◆ Document passage ◆
------------
Sun. Aug 18th, 2019

Planet Compliance

Innovation & Regulation in Finance

A Handful of Answers to urgent (no-deal) Brexit Questions for Financial Institutions

5 min read

When I opened my inbox this morning, the first email I found was a notification from ESMA that it has adopted new recognition decisions for the three central counterparties (CCPs) and the Central Securities Depository (CSD) established in the United Kingdom (UK) in the case of a no-deal Brexit.

I don’t know about you, but it feels like I currently receive hundreds of Brexit related notification and emails each day. And if it wasn’t such an important subject, I suppose I could be excused of feeling a tad tired of it.

The problem with these messages is that there could be some very significant stuff in them depending on what your business activities are, but it seems almost impossible to differentiate the useful from the not so relevant ones (e.g. again this might be different for you, but I personally do not need to know about the UK Medicines and Healthcare products Regulatory Agency’s No-Deal Brexit Guidance for Life Sciences Companies – certainly someone else must though). This is all the worse if you consider that a no-deal Brexit next week is all the more likely according to experts.

So here is a personal selection of the answers, guidance and information I filtered out from the flood of material I have received – I hope it’s of some use for you, too.

  • To start with, right after the initial extension to 12 April, ESMA published a statement  on its approach to the application of some key MiFID II/MiFIR and Benchmark (BMR) provisions should the United Kingdom (UK) leave the European Union (EU) under a no-deal Brexit. It has since also provided an update on its preparations for a no-deal Brexit scenario in view of recent developments on timing. It’s rounded off by the latest report on “Risks and Vulnerabilities in the EU Financial System” published earlier this week by the Joint Committee of the European Supervisory Authorities (ESAs).
------------
◆ Information given ◆
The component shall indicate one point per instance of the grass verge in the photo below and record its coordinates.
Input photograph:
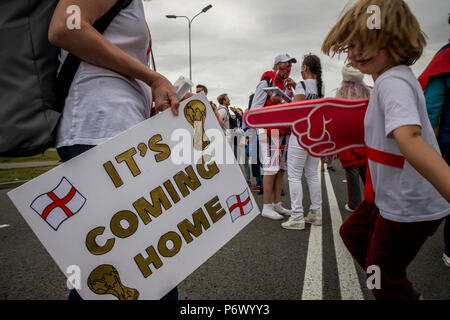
(11, 175)
(49, 155)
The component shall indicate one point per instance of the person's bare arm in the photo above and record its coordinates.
(89, 45)
(424, 158)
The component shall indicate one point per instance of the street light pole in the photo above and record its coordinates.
(189, 26)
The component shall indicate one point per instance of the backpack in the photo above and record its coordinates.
(31, 92)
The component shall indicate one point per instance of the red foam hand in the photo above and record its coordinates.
(324, 127)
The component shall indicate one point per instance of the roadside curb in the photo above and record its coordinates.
(12, 184)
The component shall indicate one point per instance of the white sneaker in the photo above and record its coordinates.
(271, 214)
(446, 259)
(294, 223)
(280, 209)
(348, 208)
(314, 218)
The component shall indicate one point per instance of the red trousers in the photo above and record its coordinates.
(375, 241)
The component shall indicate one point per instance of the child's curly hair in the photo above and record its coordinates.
(400, 32)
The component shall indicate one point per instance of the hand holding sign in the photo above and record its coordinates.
(324, 127)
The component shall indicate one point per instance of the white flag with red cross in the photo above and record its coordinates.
(60, 204)
(239, 205)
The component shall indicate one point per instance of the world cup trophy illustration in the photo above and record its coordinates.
(106, 280)
(195, 114)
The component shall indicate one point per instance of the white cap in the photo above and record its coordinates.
(284, 58)
(351, 74)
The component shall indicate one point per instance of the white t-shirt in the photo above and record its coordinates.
(311, 89)
(102, 103)
(224, 114)
(402, 195)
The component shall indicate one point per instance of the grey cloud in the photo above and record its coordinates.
(236, 41)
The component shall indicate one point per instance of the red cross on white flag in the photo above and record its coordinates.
(58, 205)
(239, 205)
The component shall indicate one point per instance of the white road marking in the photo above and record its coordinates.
(348, 278)
(313, 282)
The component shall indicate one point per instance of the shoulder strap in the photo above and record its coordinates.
(71, 64)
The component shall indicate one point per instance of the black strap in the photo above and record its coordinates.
(303, 85)
(71, 64)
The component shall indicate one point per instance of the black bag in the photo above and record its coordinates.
(31, 94)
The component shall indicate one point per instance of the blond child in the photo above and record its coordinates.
(410, 181)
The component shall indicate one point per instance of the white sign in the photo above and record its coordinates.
(134, 220)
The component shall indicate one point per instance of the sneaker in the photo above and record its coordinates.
------------
◆ Work instructions ◆
Reproduce the Brexit post above in full, word for word, keeping every line as it appears.

◆ Response to this exercise ◆
Sun. Aug 18th, 2019

Planet Compliance

Innovation & Regulation in Finance

A Handful of Answers to urgent (no-deal) Brexit Questions for Financial Institutions

5 min read

When I opened my inbox this morning, the first email I found was a notification from ESMA that it has adopted new recognition decisions for the three central counterparties (CCPs) and the Central Securities Depository (CSD) established in the United Kingdom (UK) in the case of a no-deal Brexit.

I don’t know about you, but it feels like I currently receive hundreds of Brexit related notification and emails each day. And if it wasn’t such an important subject, I suppose I could be excused of feeling a tad tired of it.

The problem with these messages is that there could be some very significant stuff in them depending on what your business activities are, but it seems almost impossible to differentiate the useful from the not so relevant ones (e.g. again this might be different for you, but I personally do not need to know about the UK Medicines and Healthcare products Regulatory Agency’s No-Deal Brexit Guidance for Life Sciences Companies – certainly someone else must though). This is all the worse if you consider that a no-deal Brexit next week is all the more likely according to experts.

So here is a personal selection of the answers, guidance and information I filtered out from the flood of material I have received – I hope it’s of some use for you, too.

  • To start with, right after the initial extension to 12 April, ESMA published a statement  on its approach to the application of some key MiFID II/MiFIR and Benchmark (BMR) provisions should the United Kingdom (UK) leave the European Union (EU) under a no-deal Brexit. It has since also provided an update on its preparations for a no-deal Brexit scenario in view of recent developments on timing. It’s rounded off by the latest report on “Risks and Vulnerabilities in the EU Financial System” published earlier this week by the Joint Committee of the European Supervisory Authorities (ESAs).